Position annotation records

-=-=-

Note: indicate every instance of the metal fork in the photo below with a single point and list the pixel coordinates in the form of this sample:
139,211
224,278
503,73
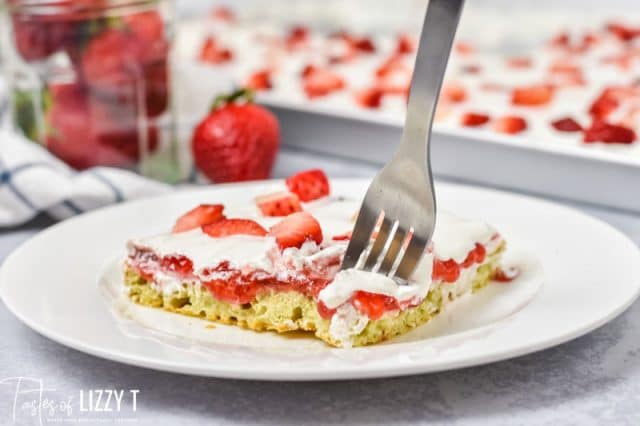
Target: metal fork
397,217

-=-=-

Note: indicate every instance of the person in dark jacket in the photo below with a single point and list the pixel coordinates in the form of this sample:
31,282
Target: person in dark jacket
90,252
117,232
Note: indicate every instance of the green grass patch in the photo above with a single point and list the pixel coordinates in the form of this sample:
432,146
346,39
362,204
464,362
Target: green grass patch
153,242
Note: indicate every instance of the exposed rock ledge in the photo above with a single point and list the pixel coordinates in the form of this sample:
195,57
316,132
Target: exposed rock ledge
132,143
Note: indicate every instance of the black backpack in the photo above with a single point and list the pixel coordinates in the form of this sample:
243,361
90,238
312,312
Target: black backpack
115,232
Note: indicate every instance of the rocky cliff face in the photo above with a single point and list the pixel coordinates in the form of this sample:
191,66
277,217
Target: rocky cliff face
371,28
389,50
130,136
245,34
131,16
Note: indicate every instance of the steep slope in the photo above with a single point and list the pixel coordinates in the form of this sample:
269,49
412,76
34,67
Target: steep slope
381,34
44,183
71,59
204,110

-=-=-

▸ REQUIREMENTS:
Pull out each line of the listing above that contains the string "dark", treating uppercase and lowercase as different.

▸ SOLUTION TO THE PROBLEM:
Note: indicate every instance of the person in dark jacket in the photo below with a single point and list the pixel coordinates in the form of this sample:
Target: person in dark jacket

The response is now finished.